> **EXERCISE DATA**:
◆ ◆ ◆ ◆ ◆

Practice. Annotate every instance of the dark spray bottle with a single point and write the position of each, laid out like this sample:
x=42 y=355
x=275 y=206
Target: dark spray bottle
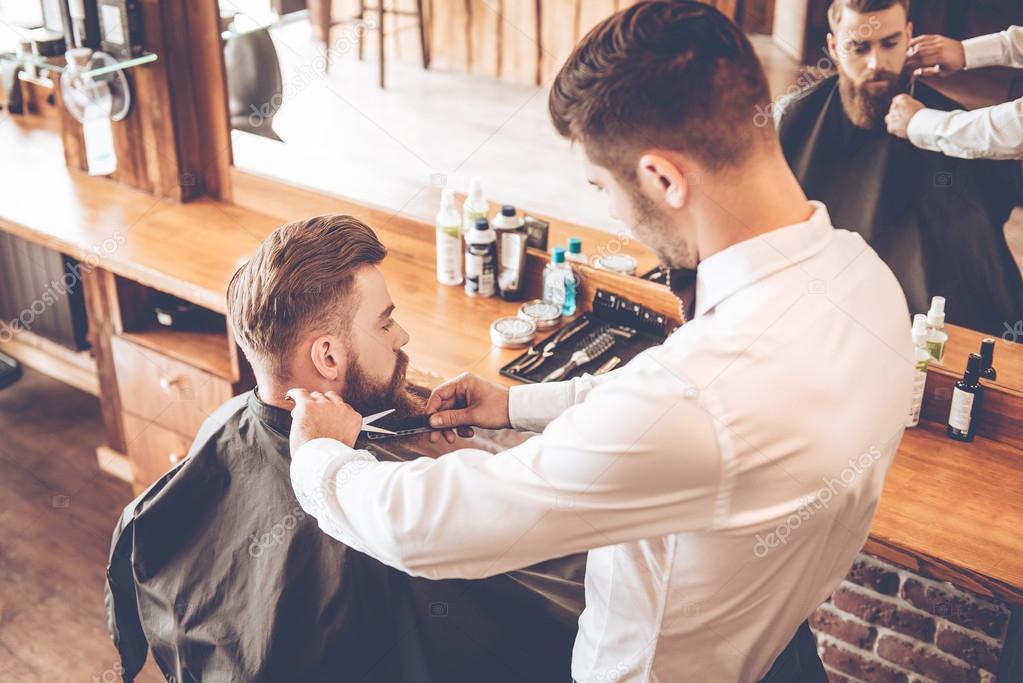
x=986 y=359
x=967 y=397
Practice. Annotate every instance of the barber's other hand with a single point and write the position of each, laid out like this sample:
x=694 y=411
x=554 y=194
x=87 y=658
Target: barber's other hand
x=468 y=400
x=322 y=415
x=903 y=108
x=935 y=55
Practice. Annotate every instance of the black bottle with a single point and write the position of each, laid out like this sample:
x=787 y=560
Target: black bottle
x=986 y=358
x=967 y=398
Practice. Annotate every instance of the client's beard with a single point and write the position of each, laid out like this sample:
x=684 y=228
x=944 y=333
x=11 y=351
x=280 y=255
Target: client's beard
x=368 y=396
x=863 y=107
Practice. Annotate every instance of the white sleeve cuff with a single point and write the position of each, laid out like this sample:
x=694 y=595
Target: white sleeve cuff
x=983 y=51
x=320 y=468
x=924 y=127
x=532 y=407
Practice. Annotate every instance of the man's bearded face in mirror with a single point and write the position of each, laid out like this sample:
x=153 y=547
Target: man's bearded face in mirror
x=870 y=51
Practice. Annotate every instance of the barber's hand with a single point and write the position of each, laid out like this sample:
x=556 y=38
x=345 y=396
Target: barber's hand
x=317 y=415
x=903 y=108
x=468 y=400
x=935 y=55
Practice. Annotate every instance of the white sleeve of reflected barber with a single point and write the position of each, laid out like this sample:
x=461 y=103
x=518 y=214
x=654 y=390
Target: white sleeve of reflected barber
x=992 y=132
x=609 y=470
x=996 y=49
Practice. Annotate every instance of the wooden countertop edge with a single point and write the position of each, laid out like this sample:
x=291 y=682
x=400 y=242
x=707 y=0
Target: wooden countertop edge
x=940 y=570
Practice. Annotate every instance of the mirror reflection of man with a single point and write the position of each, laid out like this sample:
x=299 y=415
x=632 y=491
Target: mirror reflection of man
x=938 y=222
x=721 y=483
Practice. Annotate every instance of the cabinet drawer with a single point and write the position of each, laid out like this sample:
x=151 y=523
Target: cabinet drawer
x=151 y=449
x=164 y=391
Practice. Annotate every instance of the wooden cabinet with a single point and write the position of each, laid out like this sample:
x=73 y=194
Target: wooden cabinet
x=168 y=380
x=159 y=389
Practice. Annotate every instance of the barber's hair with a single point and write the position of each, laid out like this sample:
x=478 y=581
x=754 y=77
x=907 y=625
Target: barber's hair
x=664 y=74
x=860 y=7
x=299 y=281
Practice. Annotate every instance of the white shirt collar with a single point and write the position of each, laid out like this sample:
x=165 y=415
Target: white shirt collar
x=741 y=265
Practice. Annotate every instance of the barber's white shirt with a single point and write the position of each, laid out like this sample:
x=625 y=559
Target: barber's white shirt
x=722 y=482
x=991 y=132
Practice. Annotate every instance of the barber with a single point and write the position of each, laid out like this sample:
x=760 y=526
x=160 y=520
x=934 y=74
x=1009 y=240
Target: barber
x=723 y=482
x=991 y=132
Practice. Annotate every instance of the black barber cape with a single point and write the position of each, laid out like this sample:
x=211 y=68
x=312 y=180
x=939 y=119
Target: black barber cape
x=937 y=221
x=219 y=572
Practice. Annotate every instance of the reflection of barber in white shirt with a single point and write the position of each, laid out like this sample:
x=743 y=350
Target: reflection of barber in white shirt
x=721 y=483
x=991 y=132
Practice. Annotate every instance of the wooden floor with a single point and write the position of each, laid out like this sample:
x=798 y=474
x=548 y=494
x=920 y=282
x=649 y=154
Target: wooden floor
x=56 y=514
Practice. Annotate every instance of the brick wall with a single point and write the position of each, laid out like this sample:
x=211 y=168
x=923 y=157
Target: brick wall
x=887 y=625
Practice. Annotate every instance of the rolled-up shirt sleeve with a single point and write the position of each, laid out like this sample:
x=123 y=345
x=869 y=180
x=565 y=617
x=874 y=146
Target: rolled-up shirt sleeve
x=610 y=469
x=991 y=132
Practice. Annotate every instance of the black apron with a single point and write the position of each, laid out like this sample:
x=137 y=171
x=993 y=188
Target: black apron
x=937 y=221
x=218 y=571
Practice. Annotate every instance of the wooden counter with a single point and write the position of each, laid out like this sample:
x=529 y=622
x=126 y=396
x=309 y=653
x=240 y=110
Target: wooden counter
x=952 y=511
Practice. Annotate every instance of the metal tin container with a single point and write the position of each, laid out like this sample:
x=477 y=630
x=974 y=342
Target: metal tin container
x=512 y=332
x=543 y=314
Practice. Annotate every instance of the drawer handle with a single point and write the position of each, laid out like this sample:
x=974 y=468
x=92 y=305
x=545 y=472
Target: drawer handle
x=173 y=382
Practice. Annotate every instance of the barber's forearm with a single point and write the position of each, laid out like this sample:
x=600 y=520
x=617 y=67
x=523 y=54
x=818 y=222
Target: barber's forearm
x=997 y=49
x=993 y=132
x=532 y=407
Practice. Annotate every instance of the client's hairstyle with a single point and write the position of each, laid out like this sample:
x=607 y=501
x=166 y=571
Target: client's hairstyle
x=297 y=281
x=663 y=74
x=860 y=7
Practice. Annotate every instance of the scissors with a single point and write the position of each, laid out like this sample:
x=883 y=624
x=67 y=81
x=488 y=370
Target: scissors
x=367 y=426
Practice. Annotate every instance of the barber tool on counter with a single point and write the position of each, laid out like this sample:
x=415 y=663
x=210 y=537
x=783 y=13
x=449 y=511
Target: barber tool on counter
x=448 y=240
x=560 y=282
x=583 y=345
x=481 y=260
x=986 y=359
x=968 y=396
x=512 y=240
x=922 y=358
x=936 y=334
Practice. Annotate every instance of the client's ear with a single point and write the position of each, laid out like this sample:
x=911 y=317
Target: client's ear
x=328 y=358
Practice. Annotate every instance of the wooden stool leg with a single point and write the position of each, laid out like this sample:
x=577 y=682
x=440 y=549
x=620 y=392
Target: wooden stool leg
x=424 y=44
x=380 y=42
x=319 y=17
x=362 y=27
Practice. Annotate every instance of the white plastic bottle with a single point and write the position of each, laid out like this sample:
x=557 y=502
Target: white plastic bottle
x=476 y=206
x=481 y=260
x=575 y=251
x=936 y=334
x=448 y=240
x=922 y=358
x=560 y=282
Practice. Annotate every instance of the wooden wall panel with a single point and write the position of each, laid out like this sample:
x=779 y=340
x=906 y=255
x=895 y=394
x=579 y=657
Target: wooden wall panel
x=485 y=37
x=558 y=37
x=450 y=35
x=520 y=42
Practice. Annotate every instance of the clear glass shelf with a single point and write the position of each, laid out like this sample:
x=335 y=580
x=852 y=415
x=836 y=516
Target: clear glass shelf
x=47 y=63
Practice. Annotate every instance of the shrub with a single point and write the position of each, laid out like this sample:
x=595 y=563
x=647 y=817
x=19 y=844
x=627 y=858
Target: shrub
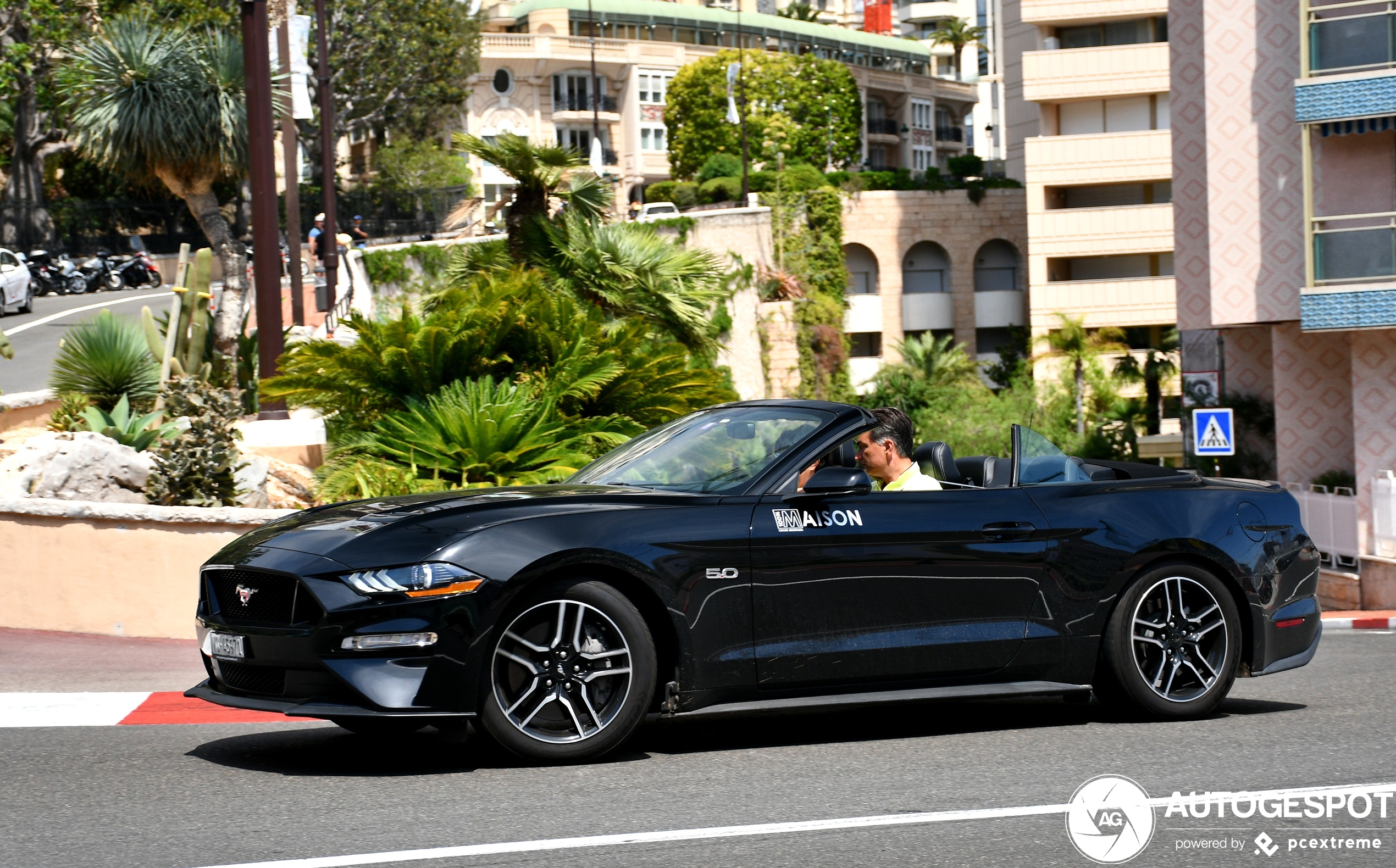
x=107 y=358
x=721 y=190
x=197 y=466
x=719 y=165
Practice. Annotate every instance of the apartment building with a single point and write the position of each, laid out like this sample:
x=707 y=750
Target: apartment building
x=536 y=80
x=1285 y=162
x=1088 y=123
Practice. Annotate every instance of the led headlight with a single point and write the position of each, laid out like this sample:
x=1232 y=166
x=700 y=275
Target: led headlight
x=417 y=581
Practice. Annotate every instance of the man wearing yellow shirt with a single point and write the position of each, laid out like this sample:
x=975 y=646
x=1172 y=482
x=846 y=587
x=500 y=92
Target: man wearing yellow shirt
x=884 y=454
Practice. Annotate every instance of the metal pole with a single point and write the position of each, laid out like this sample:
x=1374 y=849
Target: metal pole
x=742 y=96
x=327 y=153
x=263 y=180
x=291 y=162
x=596 y=120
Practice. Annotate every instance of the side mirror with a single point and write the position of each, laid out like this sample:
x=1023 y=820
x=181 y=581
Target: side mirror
x=835 y=482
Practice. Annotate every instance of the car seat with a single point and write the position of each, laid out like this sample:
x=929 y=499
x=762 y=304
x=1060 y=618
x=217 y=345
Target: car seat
x=941 y=459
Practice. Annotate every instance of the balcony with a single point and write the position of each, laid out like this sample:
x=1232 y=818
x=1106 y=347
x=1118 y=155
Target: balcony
x=1064 y=12
x=1102 y=232
x=1096 y=73
x=583 y=104
x=1100 y=158
x=1123 y=302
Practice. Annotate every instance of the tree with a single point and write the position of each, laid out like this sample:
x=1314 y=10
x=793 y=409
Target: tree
x=958 y=35
x=816 y=102
x=800 y=12
x=31 y=35
x=1081 y=345
x=397 y=66
x=1157 y=366
x=162 y=101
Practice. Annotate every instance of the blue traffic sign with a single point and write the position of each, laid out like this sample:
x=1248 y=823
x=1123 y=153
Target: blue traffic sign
x=1214 y=432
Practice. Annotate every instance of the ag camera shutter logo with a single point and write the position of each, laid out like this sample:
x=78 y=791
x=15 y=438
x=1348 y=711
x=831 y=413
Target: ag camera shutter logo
x=1109 y=820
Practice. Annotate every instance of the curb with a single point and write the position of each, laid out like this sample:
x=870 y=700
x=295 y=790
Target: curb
x=1359 y=624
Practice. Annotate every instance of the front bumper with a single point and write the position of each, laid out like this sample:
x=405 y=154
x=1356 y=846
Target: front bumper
x=309 y=708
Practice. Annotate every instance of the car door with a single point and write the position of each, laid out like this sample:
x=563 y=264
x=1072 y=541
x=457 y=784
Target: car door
x=891 y=587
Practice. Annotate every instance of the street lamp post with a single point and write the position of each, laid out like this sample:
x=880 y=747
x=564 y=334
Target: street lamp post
x=327 y=153
x=263 y=179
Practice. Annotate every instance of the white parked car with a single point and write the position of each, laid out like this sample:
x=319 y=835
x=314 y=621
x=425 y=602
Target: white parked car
x=657 y=211
x=14 y=283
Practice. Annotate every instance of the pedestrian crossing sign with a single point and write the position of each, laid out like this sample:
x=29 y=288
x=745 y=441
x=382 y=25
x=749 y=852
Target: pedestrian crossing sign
x=1214 y=432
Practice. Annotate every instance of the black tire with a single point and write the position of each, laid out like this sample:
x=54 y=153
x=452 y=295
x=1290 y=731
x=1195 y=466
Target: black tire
x=379 y=727
x=591 y=659
x=1173 y=644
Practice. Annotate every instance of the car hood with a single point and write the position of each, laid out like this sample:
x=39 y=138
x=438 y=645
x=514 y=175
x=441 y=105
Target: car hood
x=405 y=530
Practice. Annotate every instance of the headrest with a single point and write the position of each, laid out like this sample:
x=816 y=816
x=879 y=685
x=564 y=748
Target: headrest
x=941 y=458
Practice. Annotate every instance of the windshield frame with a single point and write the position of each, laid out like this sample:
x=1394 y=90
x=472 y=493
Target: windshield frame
x=841 y=416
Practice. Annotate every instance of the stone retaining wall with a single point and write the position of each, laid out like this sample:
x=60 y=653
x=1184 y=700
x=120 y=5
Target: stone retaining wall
x=118 y=570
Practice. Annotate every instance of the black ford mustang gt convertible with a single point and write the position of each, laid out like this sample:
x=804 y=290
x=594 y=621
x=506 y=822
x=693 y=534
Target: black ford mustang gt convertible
x=689 y=572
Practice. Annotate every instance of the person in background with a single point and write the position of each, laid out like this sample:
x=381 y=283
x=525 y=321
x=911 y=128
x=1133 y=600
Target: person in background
x=885 y=454
x=361 y=238
x=316 y=249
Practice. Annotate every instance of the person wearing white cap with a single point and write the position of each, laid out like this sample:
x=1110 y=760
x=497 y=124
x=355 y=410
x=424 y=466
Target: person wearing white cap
x=319 y=229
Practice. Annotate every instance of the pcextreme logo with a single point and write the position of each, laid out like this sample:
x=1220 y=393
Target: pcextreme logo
x=799 y=520
x=1109 y=820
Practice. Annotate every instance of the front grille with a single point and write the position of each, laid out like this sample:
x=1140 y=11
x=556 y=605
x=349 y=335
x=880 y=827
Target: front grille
x=270 y=599
x=253 y=678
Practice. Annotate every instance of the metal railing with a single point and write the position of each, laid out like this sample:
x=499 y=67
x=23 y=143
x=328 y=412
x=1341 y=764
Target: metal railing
x=583 y=104
x=1331 y=521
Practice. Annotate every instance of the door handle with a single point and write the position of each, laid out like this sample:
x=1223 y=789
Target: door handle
x=1009 y=531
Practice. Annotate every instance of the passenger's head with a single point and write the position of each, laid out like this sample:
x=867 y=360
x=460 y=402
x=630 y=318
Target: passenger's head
x=885 y=451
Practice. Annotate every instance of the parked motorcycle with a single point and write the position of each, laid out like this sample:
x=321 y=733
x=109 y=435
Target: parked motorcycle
x=101 y=272
x=55 y=274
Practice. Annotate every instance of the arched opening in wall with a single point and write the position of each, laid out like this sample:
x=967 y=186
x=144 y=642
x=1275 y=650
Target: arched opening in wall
x=862 y=267
x=927 y=303
x=999 y=299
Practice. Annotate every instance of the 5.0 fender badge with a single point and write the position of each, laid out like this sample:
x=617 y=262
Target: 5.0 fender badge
x=790 y=521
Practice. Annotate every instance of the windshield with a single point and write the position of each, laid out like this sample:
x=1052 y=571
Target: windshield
x=711 y=451
x=1040 y=463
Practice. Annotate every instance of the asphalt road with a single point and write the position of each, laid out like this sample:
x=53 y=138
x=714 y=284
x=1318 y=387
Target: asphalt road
x=38 y=345
x=196 y=796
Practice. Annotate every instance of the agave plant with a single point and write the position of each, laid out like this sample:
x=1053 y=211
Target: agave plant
x=105 y=358
x=136 y=432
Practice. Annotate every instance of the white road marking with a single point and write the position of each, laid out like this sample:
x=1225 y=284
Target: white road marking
x=690 y=835
x=68 y=709
x=77 y=310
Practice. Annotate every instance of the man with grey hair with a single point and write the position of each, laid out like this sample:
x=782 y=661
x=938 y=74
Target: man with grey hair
x=884 y=454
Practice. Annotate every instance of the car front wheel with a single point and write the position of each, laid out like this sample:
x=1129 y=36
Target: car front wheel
x=572 y=675
x=1173 y=644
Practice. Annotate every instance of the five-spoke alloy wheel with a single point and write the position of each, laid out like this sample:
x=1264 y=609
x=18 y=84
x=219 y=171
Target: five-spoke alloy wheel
x=1173 y=642
x=572 y=675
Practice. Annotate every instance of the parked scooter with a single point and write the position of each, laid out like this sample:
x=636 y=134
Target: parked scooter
x=139 y=270
x=55 y=275
x=101 y=272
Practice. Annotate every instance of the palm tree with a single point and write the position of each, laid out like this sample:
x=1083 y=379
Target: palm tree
x=167 y=102
x=958 y=35
x=539 y=172
x=1157 y=366
x=1078 y=344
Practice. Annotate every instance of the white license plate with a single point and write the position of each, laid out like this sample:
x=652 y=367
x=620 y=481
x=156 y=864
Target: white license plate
x=225 y=645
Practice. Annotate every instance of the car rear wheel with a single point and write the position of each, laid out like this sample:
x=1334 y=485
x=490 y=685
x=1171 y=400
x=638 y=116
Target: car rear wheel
x=572 y=675
x=1173 y=644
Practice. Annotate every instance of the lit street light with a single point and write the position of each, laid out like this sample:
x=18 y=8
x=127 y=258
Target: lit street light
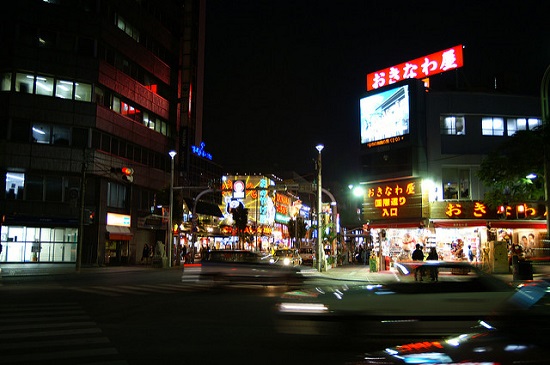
x=320 y=252
x=169 y=233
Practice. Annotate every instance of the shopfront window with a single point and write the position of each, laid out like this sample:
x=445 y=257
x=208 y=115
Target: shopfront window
x=38 y=244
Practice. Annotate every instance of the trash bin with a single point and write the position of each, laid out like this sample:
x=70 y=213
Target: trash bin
x=372 y=265
x=523 y=270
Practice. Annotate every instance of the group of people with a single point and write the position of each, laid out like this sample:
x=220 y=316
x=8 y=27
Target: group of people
x=418 y=255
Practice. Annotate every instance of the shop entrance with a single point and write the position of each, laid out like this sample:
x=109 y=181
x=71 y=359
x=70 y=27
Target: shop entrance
x=116 y=252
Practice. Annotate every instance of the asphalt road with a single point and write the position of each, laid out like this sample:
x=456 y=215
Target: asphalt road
x=151 y=317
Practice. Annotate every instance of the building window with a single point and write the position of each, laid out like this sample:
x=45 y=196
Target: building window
x=47 y=134
x=15 y=184
x=456 y=183
x=116 y=195
x=492 y=126
x=5 y=81
x=452 y=125
x=64 y=89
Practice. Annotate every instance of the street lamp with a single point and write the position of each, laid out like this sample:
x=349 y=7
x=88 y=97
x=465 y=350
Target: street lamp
x=170 y=234
x=320 y=252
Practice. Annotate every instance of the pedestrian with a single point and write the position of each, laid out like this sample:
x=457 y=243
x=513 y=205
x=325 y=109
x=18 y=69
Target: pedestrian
x=433 y=256
x=470 y=254
x=418 y=255
x=145 y=254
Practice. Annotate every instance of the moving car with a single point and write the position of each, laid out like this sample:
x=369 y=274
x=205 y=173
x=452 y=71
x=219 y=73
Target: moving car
x=286 y=257
x=306 y=253
x=221 y=267
x=453 y=303
x=485 y=345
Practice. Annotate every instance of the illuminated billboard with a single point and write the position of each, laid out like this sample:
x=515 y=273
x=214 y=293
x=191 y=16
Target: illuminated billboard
x=385 y=116
x=420 y=68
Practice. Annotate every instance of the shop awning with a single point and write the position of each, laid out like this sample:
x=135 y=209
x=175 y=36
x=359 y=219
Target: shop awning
x=117 y=233
x=458 y=223
x=415 y=223
x=538 y=224
x=204 y=208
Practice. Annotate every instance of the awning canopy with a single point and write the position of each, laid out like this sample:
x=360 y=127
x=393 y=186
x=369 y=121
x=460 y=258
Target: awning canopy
x=117 y=233
x=203 y=208
x=404 y=223
x=535 y=224
x=458 y=223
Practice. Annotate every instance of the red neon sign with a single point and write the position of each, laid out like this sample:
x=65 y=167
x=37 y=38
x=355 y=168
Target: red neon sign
x=419 y=68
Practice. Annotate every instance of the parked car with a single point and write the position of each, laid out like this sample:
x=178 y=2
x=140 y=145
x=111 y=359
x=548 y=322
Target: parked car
x=221 y=267
x=286 y=257
x=460 y=297
x=306 y=253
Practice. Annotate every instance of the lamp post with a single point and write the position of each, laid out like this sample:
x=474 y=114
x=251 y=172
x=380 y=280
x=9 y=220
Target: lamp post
x=320 y=252
x=545 y=83
x=170 y=234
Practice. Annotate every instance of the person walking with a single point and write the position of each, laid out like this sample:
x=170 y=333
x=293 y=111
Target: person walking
x=418 y=255
x=433 y=256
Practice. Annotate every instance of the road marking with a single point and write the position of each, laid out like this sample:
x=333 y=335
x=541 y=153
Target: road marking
x=44 y=333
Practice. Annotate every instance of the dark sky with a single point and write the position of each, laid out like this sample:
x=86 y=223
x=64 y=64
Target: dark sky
x=283 y=76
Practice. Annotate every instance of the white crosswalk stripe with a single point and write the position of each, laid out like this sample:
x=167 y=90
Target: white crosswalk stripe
x=60 y=333
x=138 y=289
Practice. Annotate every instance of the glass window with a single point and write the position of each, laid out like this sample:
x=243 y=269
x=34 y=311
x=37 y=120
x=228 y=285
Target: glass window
x=54 y=188
x=79 y=137
x=41 y=133
x=83 y=92
x=34 y=187
x=15 y=183
x=534 y=123
x=60 y=135
x=456 y=183
x=44 y=85
x=64 y=89
x=492 y=126
x=24 y=83
x=452 y=125
x=5 y=81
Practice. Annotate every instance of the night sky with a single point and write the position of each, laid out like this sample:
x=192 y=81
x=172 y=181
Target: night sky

◆ ◆ ◆ ◆ ◆

> **PROBLEM DETAILS**:
Name the number of lines in the listing that contain the word "night", and only that number.

> **SOLUTION BELOW**:
2